■ **Uraian Tugas**
Bisakah Anda melanjutkan berita tentang peran muballigh selama Ramadhan di bawah ini, mulai tepat setelah keterangan foto terakhirnya?

■ **Petikan Teks**
+===+

Serambi Ramadhan

Peran Muballigh, Biar Ramadhan Kian Teduh...

Wacana.info
Suasana Pelaksanaan Salat Tarawih di Masjid Arrahiem, Karema, Mamuju. (Foto/Instagram Info Mamuju)

MAMUJU--Penting kiranya untuk menyamakan persepsi di kalangan muballigh dalam usaha mencerdaskan ummat khususnya selama bulan suci Ramadhan kali ini. Sebagai tokoh utama dalam setiap pesan syiar agama, muballigh dituntut untuk menempatkan diri di posisi yang tepat.

Ketua Lembaga Dakwan Nahdlatul Ulama (LDNU) Sulawesi Barat, Nur salim Ismail berharap, setiap muballigh idealnya fokus pada upaya untuk mengajak ummat agar memanfaatkan momentum Ramadhan ini sebagai sarana Imsak; menahan.

"Bahwa kita menahan bukan sekadar menahan makan dan minum. Namun juga menahan segala aktivitas yang berpotensi merusak bobot ibadah Ramadhan. Termasuk menahan aktivitas media sosial yang berpotensi merusak keberkahan Ramadhan," ucap Nur salim Ismail kepada WACANA.Info, Minggu (3/04).

Nursalim Ismail. (Foto/Istimewa)

+===+

(Entri lokasi objek pada gambar)
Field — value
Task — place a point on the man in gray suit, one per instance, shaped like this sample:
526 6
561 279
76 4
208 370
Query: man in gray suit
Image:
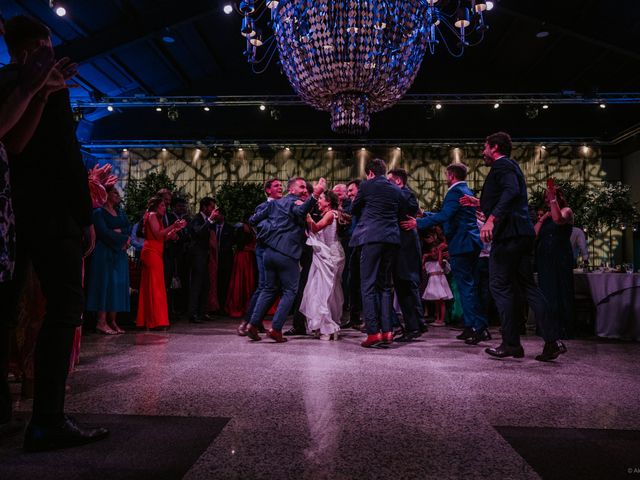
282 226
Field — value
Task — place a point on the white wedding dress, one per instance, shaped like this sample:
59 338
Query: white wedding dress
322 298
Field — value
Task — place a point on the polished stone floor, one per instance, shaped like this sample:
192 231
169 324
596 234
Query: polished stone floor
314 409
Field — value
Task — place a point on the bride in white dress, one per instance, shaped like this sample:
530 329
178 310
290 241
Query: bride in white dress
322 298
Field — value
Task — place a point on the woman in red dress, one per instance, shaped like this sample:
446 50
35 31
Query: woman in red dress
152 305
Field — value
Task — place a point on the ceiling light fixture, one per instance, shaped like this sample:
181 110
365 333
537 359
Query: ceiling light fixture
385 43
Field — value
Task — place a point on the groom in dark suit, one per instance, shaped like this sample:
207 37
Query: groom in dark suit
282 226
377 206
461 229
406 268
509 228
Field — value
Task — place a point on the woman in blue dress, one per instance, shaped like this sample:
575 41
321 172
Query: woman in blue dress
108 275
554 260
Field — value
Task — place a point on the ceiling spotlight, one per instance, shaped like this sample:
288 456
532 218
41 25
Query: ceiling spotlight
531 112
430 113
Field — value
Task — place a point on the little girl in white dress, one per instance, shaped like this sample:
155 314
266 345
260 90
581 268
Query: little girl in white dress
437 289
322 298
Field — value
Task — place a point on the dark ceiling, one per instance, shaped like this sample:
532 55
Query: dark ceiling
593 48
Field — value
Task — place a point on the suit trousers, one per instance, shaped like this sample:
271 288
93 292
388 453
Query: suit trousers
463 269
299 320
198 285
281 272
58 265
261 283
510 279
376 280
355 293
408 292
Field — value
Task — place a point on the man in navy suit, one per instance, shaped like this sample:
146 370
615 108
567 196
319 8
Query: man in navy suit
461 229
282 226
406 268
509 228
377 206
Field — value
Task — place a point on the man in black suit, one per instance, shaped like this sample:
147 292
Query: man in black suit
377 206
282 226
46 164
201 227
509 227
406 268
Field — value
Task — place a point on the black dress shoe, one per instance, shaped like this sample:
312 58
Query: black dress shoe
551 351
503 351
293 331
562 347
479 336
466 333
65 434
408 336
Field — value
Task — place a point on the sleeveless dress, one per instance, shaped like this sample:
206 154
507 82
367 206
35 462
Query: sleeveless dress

+===+

■ **Jawaban Tertulis**
Masih oleh Nur salim Ismail, para muballigh pun diharapkan untuk tampil sebagai penyampai pesan-pesan Islam yamg damai lagi menyejukkan. Etika dan metode dakwah pun yang harus senantiasa diterapkan oleh para muballigh. Sebab sebejad apa pun orang yang didakwahi, tetaplah harus mengedepankan kelembutan dan kasih sayang.

"Mari kita bantu umat. Setidaknya dengan tidak menambah beban pikiran dan derita hidupnya," demikian Nur Salim Ismail.

Setali tiga uang. Ketua umum PW Muhammadiyah Sulawesi Barat, Wahyun Mawardi menambahkan, umat Islam idealnya dapat memanfaatkan setiap ibadah Ramadhan sebagai wahana untuk semakin meningkatkan kualitas iman dan taqwa, senantiasa berlomba untuk memperbanyak amal saleh. Kepada para muballigh, Wahyun berharap agar di di bulan suci ini, materi ceramah Ramadhan diisi dengan konten Islam sebagai 'rahmatan lil alamin'.

"Islam yang membawa damai. Islam yang membawa persaudaraan, serta Islam yang menyatukan," sebut Wahyun Mawardi.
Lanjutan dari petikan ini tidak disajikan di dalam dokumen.